## EXERCISE DETAILS
Print each entry verbatim.

## STUDY MATERIAL
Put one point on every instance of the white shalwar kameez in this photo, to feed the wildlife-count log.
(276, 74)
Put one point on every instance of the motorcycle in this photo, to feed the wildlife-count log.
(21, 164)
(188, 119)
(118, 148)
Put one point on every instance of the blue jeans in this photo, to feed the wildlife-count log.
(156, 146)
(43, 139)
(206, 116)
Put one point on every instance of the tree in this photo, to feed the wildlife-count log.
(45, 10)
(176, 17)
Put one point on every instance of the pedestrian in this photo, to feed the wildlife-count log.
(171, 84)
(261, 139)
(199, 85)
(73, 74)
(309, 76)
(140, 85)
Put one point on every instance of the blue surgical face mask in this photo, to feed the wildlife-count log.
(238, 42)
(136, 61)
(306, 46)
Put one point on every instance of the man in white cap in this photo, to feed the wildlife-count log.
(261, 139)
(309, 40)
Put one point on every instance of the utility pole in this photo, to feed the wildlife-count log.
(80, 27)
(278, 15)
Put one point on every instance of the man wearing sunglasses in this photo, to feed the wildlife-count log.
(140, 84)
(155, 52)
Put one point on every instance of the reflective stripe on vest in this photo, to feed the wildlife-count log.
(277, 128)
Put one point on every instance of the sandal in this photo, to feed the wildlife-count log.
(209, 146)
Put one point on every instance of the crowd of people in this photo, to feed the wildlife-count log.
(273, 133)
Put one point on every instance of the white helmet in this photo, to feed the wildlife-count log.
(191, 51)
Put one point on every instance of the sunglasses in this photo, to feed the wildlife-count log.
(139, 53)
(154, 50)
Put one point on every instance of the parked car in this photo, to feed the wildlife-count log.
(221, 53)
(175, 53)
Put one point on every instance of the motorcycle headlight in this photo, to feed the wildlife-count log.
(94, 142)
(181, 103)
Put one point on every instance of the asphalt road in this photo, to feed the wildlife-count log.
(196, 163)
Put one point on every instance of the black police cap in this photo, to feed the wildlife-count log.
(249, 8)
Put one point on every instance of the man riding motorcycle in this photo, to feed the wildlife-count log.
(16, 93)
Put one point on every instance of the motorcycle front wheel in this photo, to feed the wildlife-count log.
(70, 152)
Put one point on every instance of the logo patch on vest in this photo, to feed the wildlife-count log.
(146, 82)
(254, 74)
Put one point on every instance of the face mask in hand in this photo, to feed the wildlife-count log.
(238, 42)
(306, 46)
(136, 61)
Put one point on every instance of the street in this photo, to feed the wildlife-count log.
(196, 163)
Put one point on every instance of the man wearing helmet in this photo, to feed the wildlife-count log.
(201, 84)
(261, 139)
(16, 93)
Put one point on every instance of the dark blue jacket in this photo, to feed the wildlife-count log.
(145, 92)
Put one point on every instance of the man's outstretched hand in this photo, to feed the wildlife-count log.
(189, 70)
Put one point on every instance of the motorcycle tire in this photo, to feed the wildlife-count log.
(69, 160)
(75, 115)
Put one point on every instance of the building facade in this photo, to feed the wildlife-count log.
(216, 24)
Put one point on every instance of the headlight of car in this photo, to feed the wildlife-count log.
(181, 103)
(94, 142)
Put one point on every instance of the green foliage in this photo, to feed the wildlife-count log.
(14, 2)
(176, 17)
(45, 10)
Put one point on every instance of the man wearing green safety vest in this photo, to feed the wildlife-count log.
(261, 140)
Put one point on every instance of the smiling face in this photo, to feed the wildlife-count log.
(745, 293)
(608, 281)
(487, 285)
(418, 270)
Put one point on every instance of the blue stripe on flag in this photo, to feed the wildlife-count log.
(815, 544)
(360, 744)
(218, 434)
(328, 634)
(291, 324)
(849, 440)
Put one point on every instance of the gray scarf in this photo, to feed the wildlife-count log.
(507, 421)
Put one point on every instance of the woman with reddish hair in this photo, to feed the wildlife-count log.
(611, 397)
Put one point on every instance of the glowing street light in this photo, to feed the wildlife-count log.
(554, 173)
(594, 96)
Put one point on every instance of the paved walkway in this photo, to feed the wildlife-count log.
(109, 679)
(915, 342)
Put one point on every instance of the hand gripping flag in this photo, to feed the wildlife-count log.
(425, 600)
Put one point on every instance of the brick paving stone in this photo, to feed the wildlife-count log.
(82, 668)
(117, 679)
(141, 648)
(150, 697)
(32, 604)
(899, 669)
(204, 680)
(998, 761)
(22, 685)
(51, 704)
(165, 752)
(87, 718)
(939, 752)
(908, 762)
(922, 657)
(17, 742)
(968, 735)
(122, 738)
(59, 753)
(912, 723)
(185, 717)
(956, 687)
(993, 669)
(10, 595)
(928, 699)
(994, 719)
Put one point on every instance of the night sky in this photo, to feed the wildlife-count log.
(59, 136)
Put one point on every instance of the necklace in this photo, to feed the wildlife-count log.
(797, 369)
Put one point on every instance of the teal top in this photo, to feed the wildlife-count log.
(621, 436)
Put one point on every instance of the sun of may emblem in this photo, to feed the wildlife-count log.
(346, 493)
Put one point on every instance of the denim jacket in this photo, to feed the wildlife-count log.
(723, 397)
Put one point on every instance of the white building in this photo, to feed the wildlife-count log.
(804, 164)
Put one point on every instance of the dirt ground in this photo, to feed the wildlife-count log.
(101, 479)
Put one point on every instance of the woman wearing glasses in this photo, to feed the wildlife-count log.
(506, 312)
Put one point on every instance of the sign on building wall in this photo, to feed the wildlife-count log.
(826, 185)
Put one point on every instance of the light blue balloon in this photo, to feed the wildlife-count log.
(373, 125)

## RESPONSE TO THIS TASK
Put one point on every instance of the white shalwar kameez in this photo, to feed the wildlife-count log.
(276, 74)
Put one point on every instance of the motorcycle in this photo, to feed the wildlife-count log.
(21, 164)
(188, 119)
(118, 148)
Put one point on every instance of the blue jeans in this photo, to feed the wildlife-count log.
(156, 146)
(43, 139)
(206, 116)
Put one point on every instance of the tree in this photo, to feed the wildlife-count log.
(45, 10)
(176, 17)
Put one point on every instance of the pedestrian in this photo, to feed the wildlife-count log.
(171, 84)
(261, 139)
(199, 85)
(73, 74)
(309, 76)
(140, 85)
Put one point on every instance of the blue surgical face mask in this photo, to feed the wildlife-count log.
(238, 42)
(136, 61)
(306, 46)
Put one point on every instance of the man in white cap in this photo, to feed the wildlife-count log.
(261, 139)
(309, 40)
Put one point on every instance of the utility pole in this photo, to feed the wildlife-count log.
(80, 27)
(278, 15)
Put one point on every instance of the man wearing sunglasses in this photo, to feed the wildlife-count log.
(140, 84)
(155, 52)
Put one point on every instance of the reflective stripe on vest in this photo, to feed the wildlife-count log.
(277, 128)
Put one point on every instance of the sandal in this photo, to feed the wildlife-count log.
(209, 146)
Put one point on every instance of the crowd of people in this photo, to feed the wildlife-count log.
(273, 133)
Put one point on every instance of the white helmet in this photo, to feed the wildlife-count log.
(191, 51)
Put one point on every instance of the sunglasses in this photo, to feed the wildlife-count log.
(139, 53)
(154, 50)
Put one point on every instance of the parked car in this photo, to feed the wildlife-count log.
(221, 53)
(175, 53)
Put one point on every instance of the motorcycle headlight in this photo, to feed the wildlife-count log.
(94, 142)
(181, 103)
Put one point on every instance of the asphalt road in this photo, to feed the wildlife-count log.
(196, 163)
Put one point on every instance of the black police cap in this photo, to feed the wildlife-count log.
(249, 8)
Put one point on every instance of the man riding motorcycle in this photo, to feed the wildlife-count log.
(16, 93)
Put one point on every instance of the motorcycle front wheel in this photo, to feed the wildlife-count log.
(70, 152)
Put one point on every instance of the logo patch on vest in this photo, to feed the wildlife-count log.
(146, 82)
(254, 74)
Put one point on every instance of the face mask in hand in this photo, to feed the wildlife-count log.
(238, 42)
(306, 46)
(136, 61)
Put one point on every instance of the street in this photo, to feed the wildlife-count log.
(196, 163)
Put one point on every instance of the man wearing helmet in this photo, to feed the wildlife-count log.
(201, 84)
(261, 139)
(16, 93)
Put one point on every instance of the dark blue jacket in this photo, to feed the wildlife-count log.
(145, 92)
Put one point on every instance of the man's outstretched hand in this photo, to feed the wildlife-count log.
(189, 70)
Put one point on every instance of the motorcycle tire in this photo, to feed the wildlife-count log.
(69, 160)
(75, 115)
Put one point on every instance of the building facade in this photo, to feed the wildlife-count log.
(216, 24)
Put one point on every instance of the headlight of car in this photo, to feed the wildlife-count log.
(181, 103)
(94, 142)
Put one point on every instance of the green foliage in this photo, to feed the wildlife-count log.
(14, 2)
(176, 17)
(45, 10)
Put one point on every instance of the man wearing green safety vest in this photo, to feed the wildlife-count log.
(261, 140)
Put one point on every instance of the smiling face in this photo, to feed the wildlife-count log.
(745, 293)
(608, 281)
(487, 285)
(418, 270)
Put one point on every instance of the blue stripe on flag in this photo, to feed the wildlife-count log.
(815, 544)
(360, 744)
(218, 434)
(328, 634)
(291, 324)
(849, 440)
Put one point on every instance of the gray scarf in this photo, to feed the wildlife-count log.
(507, 421)
Put one point on every instance of the woman with reddish hair in this photo, to feed the wildlife-count log.
(611, 397)
Put one point on every instance of the glowing street light in this photo, to feed the wildlife-count log.
(554, 173)
(594, 96)
Put one point on every instance of the paved walkway in this photo, to feed the wildlife-count log.
(109, 679)
(915, 342)
Put one point on every instance of the hand gripping flag in this photo, to feed the wildlife-count log.
(425, 600)
Put one point on every instance of the brick paving stone in this photo, to feed the wildlife-count log.
(82, 668)
(117, 679)
(141, 648)
(150, 697)
(32, 604)
(899, 669)
(204, 680)
(998, 761)
(22, 685)
(51, 704)
(165, 752)
(87, 718)
(939, 752)
(908, 762)
(922, 657)
(17, 742)
(968, 735)
(122, 738)
(59, 753)
(912, 723)
(185, 717)
(956, 687)
(993, 669)
(10, 595)
(928, 699)
(994, 719)
Put one point on every instance of the night sky in this photo, to feed the wildlife-count log.
(59, 136)
Put one point on every instance of the necklace in this photo, to feed the wildlife-count log.
(797, 369)
Put one point on every instance of the teal top in this photo, to feed the wildlife-count log.
(621, 436)
Put one point on every instance of the sun of may emblem in this photo, to feed the wildlife-count log.
(346, 493)
Put one point on every instance of the denim jacket in this photo, to feed the wildlife-count log.
(723, 397)
Put one point on every instance of the white building in this photo, to feed the wildlife-count log.
(804, 164)
Put one point on every instance of the dirt ground in this photo, to feed the wildlife-count log.
(101, 479)
Put one point on every instance of the woman wearing glasses in this photo, to feed the wildlife-count log.
(506, 312)
Put one point on every instance of the sign on building wall in this photo, to feed the wildlife-count log.
(826, 185)
Put one point on every instance of the light blue balloon in this photo, to feed the wildlife-count log.
(373, 125)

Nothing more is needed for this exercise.